The Looker environment

Looker’s software stack is JRuby running in a puma/rack web server, using sequel for ORM, and lots of lower level code built in Java and Kotlin. We have a Jenkins CI/CD system which runs unit tests, builds Looker, and runs integration tests using Cucu and Docker. Diving into the JRuby side in more detail, we use rbenv to manage the JRuby versioning, bundler for Ruby package management, and warbler to build the Looker artifact, a jar file.

Looker’s software stack originally used JRuby 1.7, and in 2016 we moved to JRuby 9.1.17.0. After this upgrade project we are now running JRuby 9.2.13.0 with support for Oracle JDK8, OpenJDK8, and OpenJDK11.

The Upgrade Methodology

We predicted up-front that the change set required for the upgrade would be large, so one decision we made was to roll any backwards-compatible changes needed for the upgrade directly into the main code branch. Theoretically you might consider keeping everything in a branch, but practically many of the changes were code cleanup, package upgrades, and the like which arguably should go to the main branch anyway. Also, given that we believed the upgrade project would take a long time it seemed impractical to keep a large delta in a branch for the duration of the effort.

Another best practice when doing package upgrades is to land them into the main branch at the beginning of a release cycle. This gives some time to catch and sort out any issues before the changes are released and propagated out to customers.

• **Dataset**:

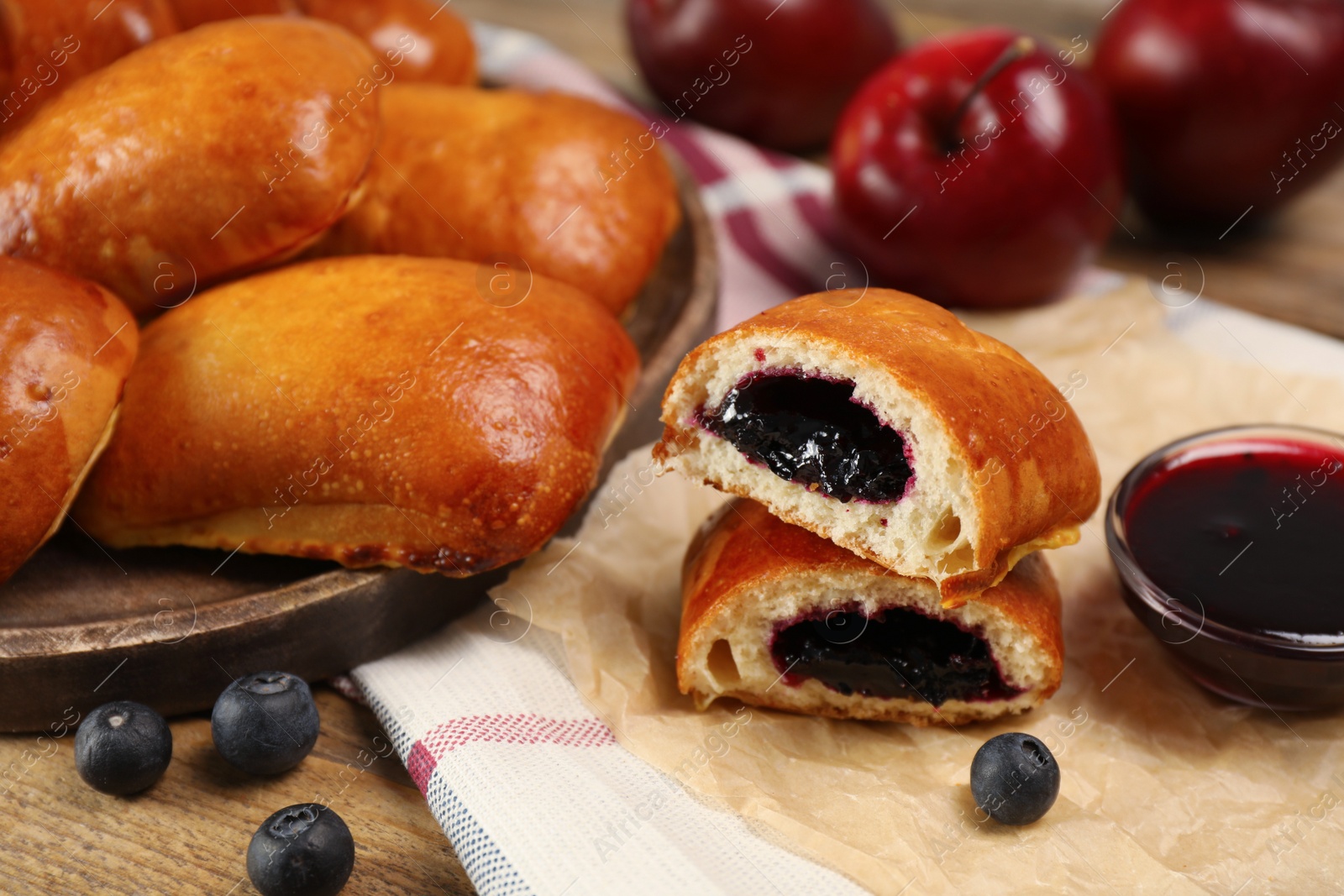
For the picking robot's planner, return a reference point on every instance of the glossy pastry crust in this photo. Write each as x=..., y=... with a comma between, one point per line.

---

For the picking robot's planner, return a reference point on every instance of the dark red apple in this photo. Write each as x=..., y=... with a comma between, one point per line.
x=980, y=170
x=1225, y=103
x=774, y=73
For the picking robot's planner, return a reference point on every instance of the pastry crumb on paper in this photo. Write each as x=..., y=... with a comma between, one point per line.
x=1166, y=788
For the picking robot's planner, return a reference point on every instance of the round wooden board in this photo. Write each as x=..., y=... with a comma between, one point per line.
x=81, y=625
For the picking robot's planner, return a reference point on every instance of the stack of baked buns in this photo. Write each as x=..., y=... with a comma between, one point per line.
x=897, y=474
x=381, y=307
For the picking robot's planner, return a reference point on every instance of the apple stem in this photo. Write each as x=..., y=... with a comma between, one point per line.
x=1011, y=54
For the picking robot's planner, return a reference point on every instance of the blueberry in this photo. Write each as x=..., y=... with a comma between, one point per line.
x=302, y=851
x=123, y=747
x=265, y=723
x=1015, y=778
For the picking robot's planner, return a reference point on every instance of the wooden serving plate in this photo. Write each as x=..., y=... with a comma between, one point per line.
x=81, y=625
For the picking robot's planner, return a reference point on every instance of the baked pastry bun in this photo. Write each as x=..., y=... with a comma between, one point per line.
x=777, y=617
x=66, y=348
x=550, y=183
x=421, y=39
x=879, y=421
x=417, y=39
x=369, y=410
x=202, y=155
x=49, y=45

--

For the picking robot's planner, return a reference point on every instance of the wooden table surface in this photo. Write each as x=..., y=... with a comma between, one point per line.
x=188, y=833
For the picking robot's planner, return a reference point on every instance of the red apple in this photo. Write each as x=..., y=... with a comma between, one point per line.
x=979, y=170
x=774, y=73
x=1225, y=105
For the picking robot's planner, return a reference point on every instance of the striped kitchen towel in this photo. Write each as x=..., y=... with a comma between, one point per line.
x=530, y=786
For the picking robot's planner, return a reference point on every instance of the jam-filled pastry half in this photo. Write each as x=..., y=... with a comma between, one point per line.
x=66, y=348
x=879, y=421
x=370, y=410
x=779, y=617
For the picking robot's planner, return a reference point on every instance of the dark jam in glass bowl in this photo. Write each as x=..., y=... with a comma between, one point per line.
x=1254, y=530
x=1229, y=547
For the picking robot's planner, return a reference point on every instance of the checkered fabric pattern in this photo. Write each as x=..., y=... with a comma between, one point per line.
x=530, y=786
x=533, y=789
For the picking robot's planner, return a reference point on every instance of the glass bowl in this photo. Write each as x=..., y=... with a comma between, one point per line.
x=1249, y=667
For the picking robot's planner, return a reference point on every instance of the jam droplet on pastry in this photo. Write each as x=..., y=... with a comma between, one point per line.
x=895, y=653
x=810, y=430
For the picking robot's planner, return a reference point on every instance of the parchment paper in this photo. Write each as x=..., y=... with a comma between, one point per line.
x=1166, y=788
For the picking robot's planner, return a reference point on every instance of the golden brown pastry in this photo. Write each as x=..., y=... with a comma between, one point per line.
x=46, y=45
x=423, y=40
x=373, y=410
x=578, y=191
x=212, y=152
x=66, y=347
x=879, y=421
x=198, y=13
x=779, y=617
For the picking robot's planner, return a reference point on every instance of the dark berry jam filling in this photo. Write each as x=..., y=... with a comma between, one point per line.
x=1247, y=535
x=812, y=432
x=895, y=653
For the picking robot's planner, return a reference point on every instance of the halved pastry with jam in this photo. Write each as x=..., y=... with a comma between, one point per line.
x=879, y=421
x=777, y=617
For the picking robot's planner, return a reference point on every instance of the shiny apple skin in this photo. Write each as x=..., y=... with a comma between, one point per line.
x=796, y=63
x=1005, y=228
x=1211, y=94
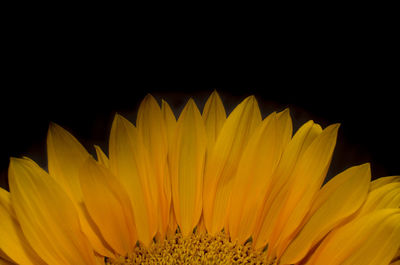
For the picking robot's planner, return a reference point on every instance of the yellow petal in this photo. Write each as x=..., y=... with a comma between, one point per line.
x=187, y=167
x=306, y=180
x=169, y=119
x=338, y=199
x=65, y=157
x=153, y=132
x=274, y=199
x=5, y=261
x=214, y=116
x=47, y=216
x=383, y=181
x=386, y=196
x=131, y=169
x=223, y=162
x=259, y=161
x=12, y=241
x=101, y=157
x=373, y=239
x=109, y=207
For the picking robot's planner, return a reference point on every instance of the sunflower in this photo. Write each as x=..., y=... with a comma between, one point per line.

• **Instructions for the task**: Carry on the text about Looker's JRuby upgrade, starting after its final sentence. The rows are separate material, unrelated to the text about Looker's JRuby upgrade.

• **The output**:
Lastly, if you haven’t done so, add logging of the JRuby and Java version you’re using. When switching back and forth between versions it’s easy to lose track of what is running where.

The Ruby 2.3 -> 2.5 Upgrade

The first set of issues in the JRuby version upgrade was that in upgrading from JRuby 9.1.x to JRuby 9.2.x we were upgrading from Ruby version 2.3 to Ruby 2.5. This meant mostly converting all uses of Bignum and Fixnum in our codebase to Integer, as well as a few other changes. Also, most of the Ruby gems upon which we depend have minimum release versions where this conversion has been done, so we started to pick those up. Most of this work was straightforward. Of course, having a well built regression test system reduces the risk with these upgrades.

Even so, we encountered a handful of issues where these gem upgrades didn’t go smoothly. When we upgraded our mail gem to v2.7.0 to pick up the Ruby 2.5 updates it introduced a change in MIME type handling which was missed by our tests and caused an outage on our internal production instance. After backing out the change and debugging the issue we’re now on v2.6.6.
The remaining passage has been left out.